Update the lines of the material from the line containing "truck windshield, place" through the end of the material, both ends included, by replacing "thickest part" with "widest part". Leave everything else unchanged.

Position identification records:
○ ○ ○ ○ ○

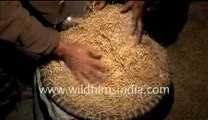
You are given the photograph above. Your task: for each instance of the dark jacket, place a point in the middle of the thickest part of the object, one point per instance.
(19, 26)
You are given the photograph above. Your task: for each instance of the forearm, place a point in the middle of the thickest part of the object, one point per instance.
(17, 25)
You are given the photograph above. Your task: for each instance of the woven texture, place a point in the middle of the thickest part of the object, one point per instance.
(141, 66)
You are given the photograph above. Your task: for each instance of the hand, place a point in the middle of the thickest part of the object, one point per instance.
(77, 58)
(96, 5)
(137, 8)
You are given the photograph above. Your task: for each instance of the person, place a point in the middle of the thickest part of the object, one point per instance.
(29, 27)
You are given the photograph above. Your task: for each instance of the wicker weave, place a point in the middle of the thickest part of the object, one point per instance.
(143, 65)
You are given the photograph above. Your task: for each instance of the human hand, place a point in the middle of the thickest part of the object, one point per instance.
(77, 57)
(137, 8)
(96, 5)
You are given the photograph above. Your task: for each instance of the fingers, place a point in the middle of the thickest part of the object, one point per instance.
(98, 5)
(95, 55)
(101, 5)
(127, 7)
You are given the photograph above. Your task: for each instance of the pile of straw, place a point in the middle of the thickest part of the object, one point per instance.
(143, 65)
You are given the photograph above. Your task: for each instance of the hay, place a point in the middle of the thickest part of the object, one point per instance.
(143, 65)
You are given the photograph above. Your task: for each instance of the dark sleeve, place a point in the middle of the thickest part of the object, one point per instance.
(17, 24)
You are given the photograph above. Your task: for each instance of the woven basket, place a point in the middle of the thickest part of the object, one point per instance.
(129, 65)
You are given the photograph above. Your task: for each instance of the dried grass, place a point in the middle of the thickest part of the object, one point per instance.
(143, 65)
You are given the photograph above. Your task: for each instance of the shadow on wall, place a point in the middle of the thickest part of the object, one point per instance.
(164, 20)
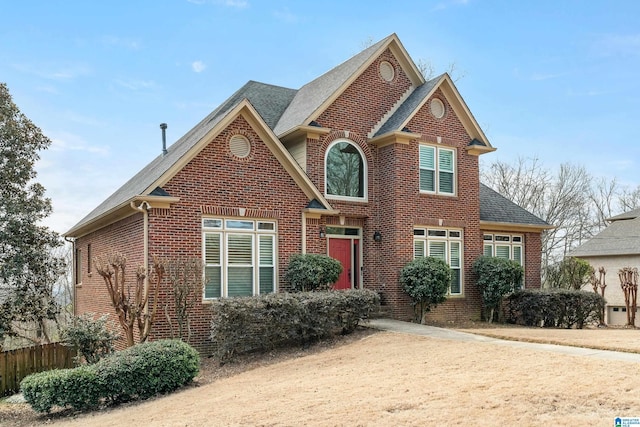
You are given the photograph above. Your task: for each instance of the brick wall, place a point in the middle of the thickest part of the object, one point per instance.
(216, 182)
(124, 236)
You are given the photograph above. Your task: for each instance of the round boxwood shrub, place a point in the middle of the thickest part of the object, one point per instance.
(426, 280)
(138, 372)
(78, 388)
(147, 369)
(312, 272)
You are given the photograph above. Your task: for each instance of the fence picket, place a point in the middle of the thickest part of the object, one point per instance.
(17, 364)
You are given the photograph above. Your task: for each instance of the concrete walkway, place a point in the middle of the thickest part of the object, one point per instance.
(449, 334)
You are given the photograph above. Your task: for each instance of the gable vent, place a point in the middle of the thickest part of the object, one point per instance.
(239, 146)
(437, 108)
(386, 71)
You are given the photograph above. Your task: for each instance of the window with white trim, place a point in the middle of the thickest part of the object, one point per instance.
(507, 246)
(445, 244)
(239, 257)
(437, 170)
(345, 172)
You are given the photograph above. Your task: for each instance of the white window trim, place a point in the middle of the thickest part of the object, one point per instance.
(436, 177)
(489, 240)
(224, 231)
(448, 239)
(365, 176)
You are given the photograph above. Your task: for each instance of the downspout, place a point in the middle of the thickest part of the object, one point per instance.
(144, 209)
(74, 279)
(304, 232)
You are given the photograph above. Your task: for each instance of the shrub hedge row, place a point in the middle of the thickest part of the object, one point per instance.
(261, 323)
(138, 372)
(553, 308)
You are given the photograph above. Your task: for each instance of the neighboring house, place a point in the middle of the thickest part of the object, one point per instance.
(368, 163)
(614, 248)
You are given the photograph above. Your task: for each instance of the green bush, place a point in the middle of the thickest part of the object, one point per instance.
(570, 273)
(261, 323)
(138, 372)
(426, 280)
(147, 369)
(78, 388)
(311, 272)
(496, 277)
(554, 308)
(90, 336)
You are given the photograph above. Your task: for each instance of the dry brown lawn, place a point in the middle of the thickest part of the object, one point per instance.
(387, 379)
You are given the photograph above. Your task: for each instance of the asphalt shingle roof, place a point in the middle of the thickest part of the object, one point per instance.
(494, 207)
(621, 237)
(268, 100)
(408, 107)
(315, 93)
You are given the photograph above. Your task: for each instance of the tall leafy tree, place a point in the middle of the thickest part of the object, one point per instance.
(28, 267)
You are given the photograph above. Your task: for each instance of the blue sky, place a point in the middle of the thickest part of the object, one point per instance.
(552, 79)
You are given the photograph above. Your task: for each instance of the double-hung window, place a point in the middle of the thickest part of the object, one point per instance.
(507, 246)
(345, 172)
(239, 257)
(445, 244)
(437, 170)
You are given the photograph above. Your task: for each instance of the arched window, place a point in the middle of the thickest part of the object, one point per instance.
(345, 171)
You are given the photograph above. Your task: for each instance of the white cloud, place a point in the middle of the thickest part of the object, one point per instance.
(198, 66)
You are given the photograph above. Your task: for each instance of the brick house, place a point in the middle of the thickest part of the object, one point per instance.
(614, 248)
(368, 163)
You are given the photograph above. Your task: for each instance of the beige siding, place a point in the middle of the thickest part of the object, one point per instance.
(299, 152)
(613, 293)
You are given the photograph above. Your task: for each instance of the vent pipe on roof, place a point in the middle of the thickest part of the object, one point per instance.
(163, 126)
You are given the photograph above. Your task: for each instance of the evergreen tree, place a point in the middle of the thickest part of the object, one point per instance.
(28, 268)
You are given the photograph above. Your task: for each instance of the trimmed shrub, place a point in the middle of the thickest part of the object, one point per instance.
(261, 323)
(138, 372)
(570, 273)
(147, 369)
(90, 336)
(426, 280)
(496, 277)
(312, 272)
(78, 388)
(554, 308)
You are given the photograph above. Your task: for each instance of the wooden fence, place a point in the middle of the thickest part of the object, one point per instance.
(17, 364)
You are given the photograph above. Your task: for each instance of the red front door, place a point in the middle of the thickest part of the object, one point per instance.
(340, 249)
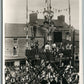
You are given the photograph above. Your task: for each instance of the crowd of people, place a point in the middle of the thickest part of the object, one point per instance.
(46, 73)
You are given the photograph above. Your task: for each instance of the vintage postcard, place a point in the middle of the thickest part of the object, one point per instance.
(42, 42)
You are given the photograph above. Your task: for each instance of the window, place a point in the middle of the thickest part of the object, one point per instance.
(15, 50)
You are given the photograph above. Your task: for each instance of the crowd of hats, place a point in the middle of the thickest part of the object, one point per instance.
(28, 74)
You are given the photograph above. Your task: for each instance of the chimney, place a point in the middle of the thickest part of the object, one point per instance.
(61, 18)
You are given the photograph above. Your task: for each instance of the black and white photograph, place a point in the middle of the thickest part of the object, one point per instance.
(41, 42)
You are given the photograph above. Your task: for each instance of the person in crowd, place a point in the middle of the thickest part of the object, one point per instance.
(47, 47)
(53, 81)
(44, 81)
(36, 46)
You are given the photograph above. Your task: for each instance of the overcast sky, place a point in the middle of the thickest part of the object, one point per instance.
(15, 10)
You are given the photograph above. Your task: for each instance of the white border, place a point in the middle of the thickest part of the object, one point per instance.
(80, 43)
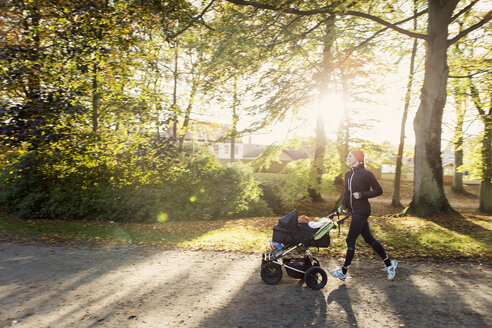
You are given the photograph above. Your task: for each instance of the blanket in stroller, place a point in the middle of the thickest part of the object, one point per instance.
(289, 231)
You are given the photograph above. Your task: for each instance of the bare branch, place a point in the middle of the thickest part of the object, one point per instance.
(464, 10)
(463, 33)
(329, 10)
(193, 20)
(385, 23)
(288, 10)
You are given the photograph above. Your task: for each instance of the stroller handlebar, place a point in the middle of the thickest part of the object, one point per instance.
(339, 221)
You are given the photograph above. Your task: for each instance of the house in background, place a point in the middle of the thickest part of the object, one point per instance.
(252, 151)
(214, 137)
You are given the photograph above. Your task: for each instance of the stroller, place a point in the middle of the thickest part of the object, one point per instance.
(298, 237)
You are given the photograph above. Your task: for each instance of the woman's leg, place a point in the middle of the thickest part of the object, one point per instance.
(356, 225)
(376, 245)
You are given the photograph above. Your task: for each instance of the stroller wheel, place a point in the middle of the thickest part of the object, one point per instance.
(315, 278)
(271, 273)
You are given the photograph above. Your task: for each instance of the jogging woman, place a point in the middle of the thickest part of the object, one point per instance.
(360, 185)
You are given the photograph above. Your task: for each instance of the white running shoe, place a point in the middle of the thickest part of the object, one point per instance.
(338, 273)
(391, 270)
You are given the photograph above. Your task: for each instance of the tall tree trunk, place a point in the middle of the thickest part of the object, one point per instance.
(175, 93)
(235, 118)
(343, 136)
(33, 79)
(95, 98)
(458, 143)
(396, 188)
(429, 197)
(486, 184)
(186, 121)
(320, 141)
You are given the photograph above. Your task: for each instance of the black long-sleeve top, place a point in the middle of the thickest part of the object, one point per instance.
(358, 179)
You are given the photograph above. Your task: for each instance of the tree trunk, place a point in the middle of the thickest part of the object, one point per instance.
(175, 94)
(324, 82)
(486, 186)
(429, 197)
(235, 118)
(95, 99)
(458, 146)
(397, 182)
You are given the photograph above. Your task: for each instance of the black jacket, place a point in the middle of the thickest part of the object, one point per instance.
(358, 179)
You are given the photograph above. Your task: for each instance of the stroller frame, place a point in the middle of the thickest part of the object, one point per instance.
(314, 276)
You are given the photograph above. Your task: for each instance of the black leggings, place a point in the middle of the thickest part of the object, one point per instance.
(359, 225)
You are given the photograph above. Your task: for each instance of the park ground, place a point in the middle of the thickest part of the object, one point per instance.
(76, 284)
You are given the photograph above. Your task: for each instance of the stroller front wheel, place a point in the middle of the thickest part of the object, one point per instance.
(315, 278)
(271, 273)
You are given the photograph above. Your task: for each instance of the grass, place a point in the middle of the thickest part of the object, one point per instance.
(437, 238)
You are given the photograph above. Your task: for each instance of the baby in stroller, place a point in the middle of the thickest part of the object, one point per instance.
(292, 235)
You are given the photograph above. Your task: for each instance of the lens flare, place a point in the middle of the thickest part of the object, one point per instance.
(162, 217)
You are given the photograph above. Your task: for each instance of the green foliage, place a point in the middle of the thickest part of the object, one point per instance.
(300, 177)
(131, 182)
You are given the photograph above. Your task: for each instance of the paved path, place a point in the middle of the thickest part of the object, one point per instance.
(61, 286)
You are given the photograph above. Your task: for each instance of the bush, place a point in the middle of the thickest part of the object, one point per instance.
(135, 183)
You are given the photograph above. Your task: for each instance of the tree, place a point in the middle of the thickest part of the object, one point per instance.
(428, 197)
(399, 157)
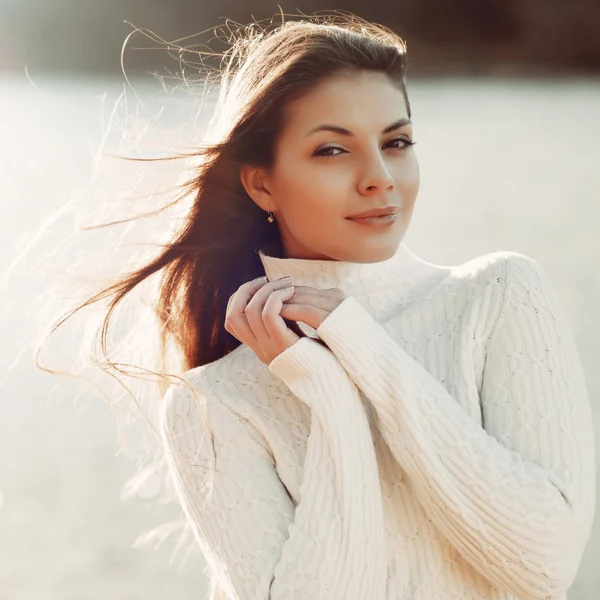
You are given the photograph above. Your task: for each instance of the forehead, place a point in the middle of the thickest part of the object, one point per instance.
(361, 101)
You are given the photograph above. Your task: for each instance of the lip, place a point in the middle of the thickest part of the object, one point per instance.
(376, 212)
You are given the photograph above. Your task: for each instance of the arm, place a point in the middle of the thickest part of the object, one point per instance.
(257, 543)
(517, 498)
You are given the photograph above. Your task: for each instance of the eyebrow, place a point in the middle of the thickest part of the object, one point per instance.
(342, 131)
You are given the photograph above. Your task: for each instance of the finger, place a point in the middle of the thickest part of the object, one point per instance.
(274, 324)
(255, 306)
(235, 317)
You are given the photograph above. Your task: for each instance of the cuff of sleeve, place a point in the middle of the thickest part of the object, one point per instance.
(302, 360)
(348, 326)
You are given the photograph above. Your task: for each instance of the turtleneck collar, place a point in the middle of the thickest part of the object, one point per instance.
(401, 271)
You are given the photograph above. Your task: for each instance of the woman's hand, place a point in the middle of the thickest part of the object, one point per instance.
(312, 305)
(253, 317)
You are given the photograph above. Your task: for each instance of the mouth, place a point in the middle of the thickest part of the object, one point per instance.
(376, 212)
(378, 221)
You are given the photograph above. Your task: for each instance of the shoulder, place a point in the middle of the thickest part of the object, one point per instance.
(498, 269)
(213, 396)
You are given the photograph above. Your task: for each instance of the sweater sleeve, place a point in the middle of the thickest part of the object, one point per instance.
(257, 542)
(517, 497)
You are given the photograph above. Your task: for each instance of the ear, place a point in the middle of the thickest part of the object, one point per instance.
(254, 180)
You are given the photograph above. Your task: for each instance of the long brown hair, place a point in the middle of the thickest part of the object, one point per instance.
(213, 250)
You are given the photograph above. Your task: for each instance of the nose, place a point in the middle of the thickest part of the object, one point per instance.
(376, 175)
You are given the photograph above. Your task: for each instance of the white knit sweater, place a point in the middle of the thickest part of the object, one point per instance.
(441, 448)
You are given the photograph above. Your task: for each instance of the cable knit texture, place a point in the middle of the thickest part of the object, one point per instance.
(441, 447)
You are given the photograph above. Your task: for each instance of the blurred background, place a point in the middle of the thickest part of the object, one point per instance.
(506, 106)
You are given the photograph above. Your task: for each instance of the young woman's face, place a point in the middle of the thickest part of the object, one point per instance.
(321, 178)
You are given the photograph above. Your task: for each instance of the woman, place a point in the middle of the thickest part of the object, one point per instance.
(359, 424)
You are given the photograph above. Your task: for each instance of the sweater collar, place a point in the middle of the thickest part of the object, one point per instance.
(401, 271)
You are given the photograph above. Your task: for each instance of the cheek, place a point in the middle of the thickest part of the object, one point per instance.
(409, 178)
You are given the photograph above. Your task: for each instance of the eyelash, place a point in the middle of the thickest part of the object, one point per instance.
(408, 143)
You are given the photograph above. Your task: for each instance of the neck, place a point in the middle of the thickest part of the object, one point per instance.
(403, 270)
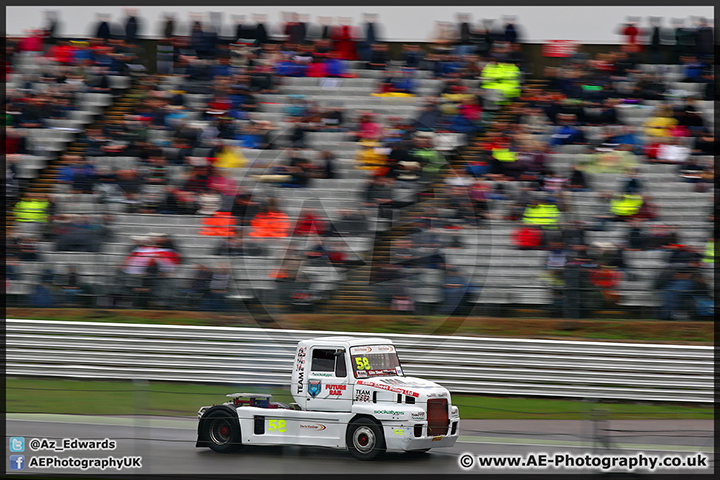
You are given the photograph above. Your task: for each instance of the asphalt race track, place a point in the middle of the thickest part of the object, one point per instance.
(167, 446)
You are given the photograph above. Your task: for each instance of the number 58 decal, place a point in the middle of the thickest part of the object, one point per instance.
(362, 363)
(276, 426)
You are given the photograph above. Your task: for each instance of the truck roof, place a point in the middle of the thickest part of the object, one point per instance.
(347, 341)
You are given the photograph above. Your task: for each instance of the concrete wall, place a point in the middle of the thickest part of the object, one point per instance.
(587, 24)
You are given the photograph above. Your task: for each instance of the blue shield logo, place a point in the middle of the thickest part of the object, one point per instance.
(17, 462)
(314, 387)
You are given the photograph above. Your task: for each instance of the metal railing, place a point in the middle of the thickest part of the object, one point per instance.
(264, 357)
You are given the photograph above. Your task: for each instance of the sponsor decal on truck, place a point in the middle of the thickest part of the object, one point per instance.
(318, 427)
(335, 389)
(314, 387)
(362, 395)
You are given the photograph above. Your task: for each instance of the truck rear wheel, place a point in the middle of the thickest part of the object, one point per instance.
(222, 432)
(365, 439)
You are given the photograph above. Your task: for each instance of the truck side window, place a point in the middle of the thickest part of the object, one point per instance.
(323, 361)
(340, 370)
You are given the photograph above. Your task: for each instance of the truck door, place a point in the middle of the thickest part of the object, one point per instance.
(327, 387)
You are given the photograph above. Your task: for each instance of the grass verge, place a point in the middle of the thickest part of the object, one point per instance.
(89, 397)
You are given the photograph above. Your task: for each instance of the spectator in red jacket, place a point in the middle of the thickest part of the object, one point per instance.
(527, 238)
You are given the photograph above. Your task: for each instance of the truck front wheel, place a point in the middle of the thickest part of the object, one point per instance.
(365, 439)
(222, 432)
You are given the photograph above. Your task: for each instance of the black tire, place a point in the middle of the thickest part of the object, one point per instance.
(365, 439)
(418, 453)
(222, 432)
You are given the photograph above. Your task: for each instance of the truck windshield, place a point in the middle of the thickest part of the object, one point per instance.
(375, 361)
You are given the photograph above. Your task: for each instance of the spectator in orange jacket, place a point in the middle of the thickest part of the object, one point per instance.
(270, 222)
(310, 223)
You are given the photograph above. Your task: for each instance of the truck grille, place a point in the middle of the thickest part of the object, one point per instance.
(437, 417)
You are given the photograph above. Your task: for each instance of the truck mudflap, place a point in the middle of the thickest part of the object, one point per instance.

○ ○ ○ ○ ○

Solution to this exercise:
You are given the photograph above. Your task: for each instance of the truck windshield, place a point in the middle of the widest part of the object, one point per instance.
(375, 361)
You are given the photograph above. Your task: for each instance of the spectator in orange jacket, place a point in the middle of the widest part of the object, one point per instance.
(270, 222)
(310, 223)
You are given the photograph above. Your task: for each instance of the truck grille, place a point in the middle of the widest part of the object, one point per instance.
(437, 417)
You are given the photograph above. Your task: for each instance of the truck mudflap, place a point in the middle of the widest part of the object, one point per instance.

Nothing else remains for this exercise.